WHAT THE TASK ASKS:
Write out the material exactly, without any of its pictures.

RECORDS SUPPLIED:
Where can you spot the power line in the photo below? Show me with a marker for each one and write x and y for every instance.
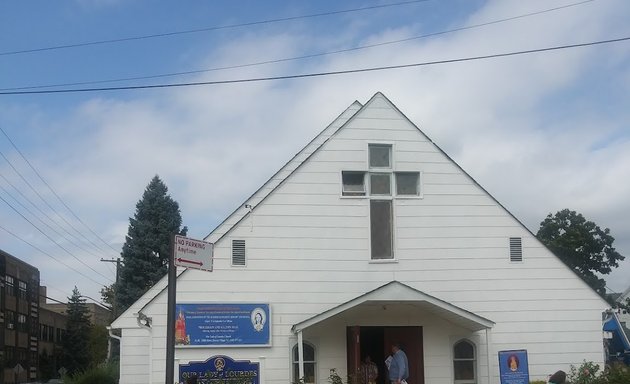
(208, 29)
(319, 74)
(44, 201)
(50, 238)
(310, 56)
(51, 256)
(57, 196)
(40, 220)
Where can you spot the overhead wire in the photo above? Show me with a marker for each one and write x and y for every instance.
(49, 255)
(319, 74)
(53, 210)
(51, 239)
(58, 197)
(42, 221)
(309, 56)
(207, 29)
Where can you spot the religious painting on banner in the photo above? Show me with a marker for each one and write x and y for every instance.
(513, 367)
(226, 324)
(220, 369)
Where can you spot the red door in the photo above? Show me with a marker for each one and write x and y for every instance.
(353, 345)
(410, 339)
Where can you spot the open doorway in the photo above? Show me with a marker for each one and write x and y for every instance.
(376, 342)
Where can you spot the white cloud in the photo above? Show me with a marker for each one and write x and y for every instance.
(518, 125)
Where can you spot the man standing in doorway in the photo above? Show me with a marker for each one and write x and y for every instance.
(399, 366)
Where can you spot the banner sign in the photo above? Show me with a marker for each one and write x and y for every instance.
(214, 324)
(513, 367)
(221, 369)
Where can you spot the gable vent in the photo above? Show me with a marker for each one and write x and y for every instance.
(238, 252)
(516, 249)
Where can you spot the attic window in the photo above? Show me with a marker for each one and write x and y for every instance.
(238, 252)
(380, 155)
(516, 249)
(353, 183)
(408, 183)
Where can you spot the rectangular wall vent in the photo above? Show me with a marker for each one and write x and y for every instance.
(516, 249)
(238, 252)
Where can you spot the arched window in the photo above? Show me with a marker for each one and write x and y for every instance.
(464, 362)
(309, 363)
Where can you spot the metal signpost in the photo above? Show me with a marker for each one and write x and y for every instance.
(188, 253)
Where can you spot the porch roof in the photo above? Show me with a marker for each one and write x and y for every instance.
(397, 292)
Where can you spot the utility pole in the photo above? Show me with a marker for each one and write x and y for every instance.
(115, 303)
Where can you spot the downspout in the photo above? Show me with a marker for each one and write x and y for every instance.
(109, 341)
(145, 322)
(489, 360)
(300, 355)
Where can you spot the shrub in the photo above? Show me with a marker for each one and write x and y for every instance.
(617, 374)
(102, 374)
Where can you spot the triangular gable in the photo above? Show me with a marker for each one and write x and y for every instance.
(343, 120)
(241, 212)
(127, 319)
(397, 292)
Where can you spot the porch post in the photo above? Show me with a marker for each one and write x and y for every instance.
(489, 359)
(300, 355)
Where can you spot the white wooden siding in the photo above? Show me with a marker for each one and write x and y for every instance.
(308, 252)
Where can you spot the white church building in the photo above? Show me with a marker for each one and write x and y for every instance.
(371, 235)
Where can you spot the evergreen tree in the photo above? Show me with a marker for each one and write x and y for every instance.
(76, 357)
(146, 251)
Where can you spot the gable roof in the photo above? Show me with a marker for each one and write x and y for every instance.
(278, 178)
(397, 292)
(291, 167)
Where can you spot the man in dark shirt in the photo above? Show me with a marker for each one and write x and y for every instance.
(399, 367)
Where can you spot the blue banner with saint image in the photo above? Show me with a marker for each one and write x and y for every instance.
(214, 324)
(221, 370)
(514, 367)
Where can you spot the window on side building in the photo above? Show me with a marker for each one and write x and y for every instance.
(380, 155)
(9, 287)
(464, 362)
(353, 183)
(381, 229)
(309, 363)
(408, 183)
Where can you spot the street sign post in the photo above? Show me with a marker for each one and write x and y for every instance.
(191, 253)
(188, 253)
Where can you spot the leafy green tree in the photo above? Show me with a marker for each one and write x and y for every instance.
(76, 355)
(97, 344)
(146, 251)
(582, 245)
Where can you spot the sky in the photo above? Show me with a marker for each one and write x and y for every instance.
(540, 132)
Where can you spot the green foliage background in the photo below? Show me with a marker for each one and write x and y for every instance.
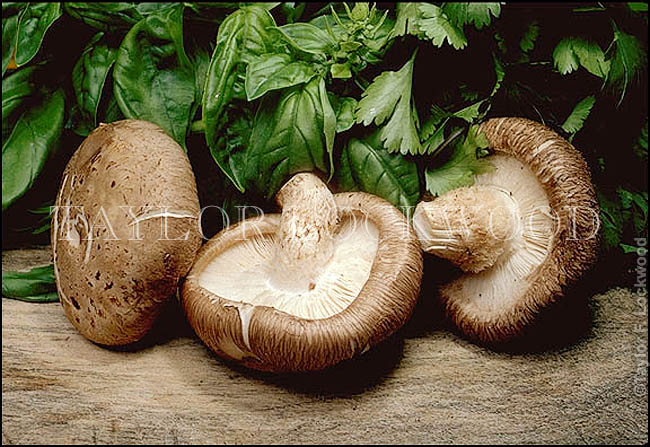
(380, 98)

OUTPUT BELOW:
Where can you spot the power line in the photo below? Show me with a marker for each one and write x and y for every instance.
(208, 29)
(319, 74)
(44, 201)
(50, 238)
(310, 56)
(51, 256)
(57, 196)
(40, 220)
Where can you spot the overhead wire in the photo above? Show me with a marker for each one and write x and y for every instance.
(49, 255)
(319, 74)
(53, 210)
(51, 239)
(58, 197)
(42, 221)
(309, 56)
(207, 29)
Where can you spot the religious painting on banner in the photo above? Show me with a marker for each one and write x and y for every instance.
(513, 367)
(226, 324)
(220, 369)
Where can you spot the red door in the photo above? Show me with a marker for each one and write x and y for every instance.
(353, 345)
(410, 339)
Where can you spot the open doorway in the photo above? Show me with a marker for each one and write x and y for every instance.
(376, 342)
Where can you spot the white cloud in the photo above? Show me with a marker for each one and write x and y for every instance.
(518, 125)
Where can you spot the man standing in doorway in the photo above? Show me with a marker for each one and write x and y for every instance.
(399, 366)
Where can you spot the banner sign in the photo above? Show me with a marker for each one and write x and y for every instance.
(214, 324)
(513, 367)
(221, 369)
Where can you spot the gable vent in the photo above? Show me with a marker for each one and write x and y for every instance.
(238, 252)
(516, 249)
Where can you spot the attic window in the photo above? Show me with a marker for each one and write x and y for every instance.
(238, 252)
(380, 155)
(516, 249)
(353, 183)
(408, 183)
Where can you spot the rectangular wall vent in the photo above? Show me with a marker for each one and write x and y for every instance.
(516, 249)
(238, 252)
Where can you spot the arched window in the photo above? Show me with a marker for each one and write x and y for every instance.
(464, 362)
(309, 363)
Where can you spot the metal signpost in the photo above? Show me with a marker for each one and write x and y for every instance.
(188, 253)
Where can you spot the porch roof in the photo above? Show me with a marker for each one and write x and y for every instance.
(397, 292)
Where can you spot the utility pole in the photo above? Show me with a marker for each one and write x and y for every instance.
(115, 303)
Where can you spot the downspout in the photo above? Show me with a marker for each one and write x and y for every instance.
(109, 341)
(145, 322)
(489, 360)
(300, 355)
Where can you spot the shrub in the photo above? Show me with a marker for each one and write x and y for every instance.
(617, 374)
(102, 374)
Where can you spot the triangular gable in the photo above? Show me with a marker for each one and write x and y for every instance.
(343, 120)
(241, 212)
(127, 319)
(397, 292)
Where can you spot the porch post in the photo above? Show me with a marker for each one and write x and y for every instance.
(489, 359)
(300, 355)
Where can you spot the white wooden siding in the photo above? Show me with a marker for each one and write x and y for every instance.
(308, 252)
Where can you spot the white church building in the photo above? Show me with a marker for each one and write x and y for every instance.
(371, 235)
Where can you spot the evergreen tree in the photo above? Show me with a marker for each one and write x and y for every instance.
(76, 357)
(146, 251)
Where can you spot the gable roof in the photo above? Show me with a marker for each one and write x and y for every instance.
(278, 178)
(397, 292)
(291, 167)
Where can you spot the man in dark shirt in the photo above? Show me with a marker for each one and write x and y for every instance.
(399, 367)
Where can you spot the blue banner with saint image in the photo above? Show me with a marker for each one and write x and y for every instance.
(214, 324)
(221, 370)
(514, 367)
Where can you spot the window on side building in the photo above? Show me with a marker for each one and write x and y for every instance.
(380, 155)
(9, 287)
(464, 362)
(353, 183)
(381, 229)
(309, 363)
(408, 183)
Where can you spot the street sign post in the photo above? Show me with a marker for each one and write x and y for every instance.
(191, 253)
(188, 253)
Where can you spot the leafy green tree in the photo above? Show me with a marker for each one and write x and y for every instance.
(76, 355)
(97, 344)
(146, 251)
(582, 245)
Where can you spot the sky in the photo above? Show me with a marker for each one and write x and y for every instance.
(540, 132)
Where can you spot the green foliage background in the photo below? Show me with a marker for each one and write x and y for every instance.
(380, 98)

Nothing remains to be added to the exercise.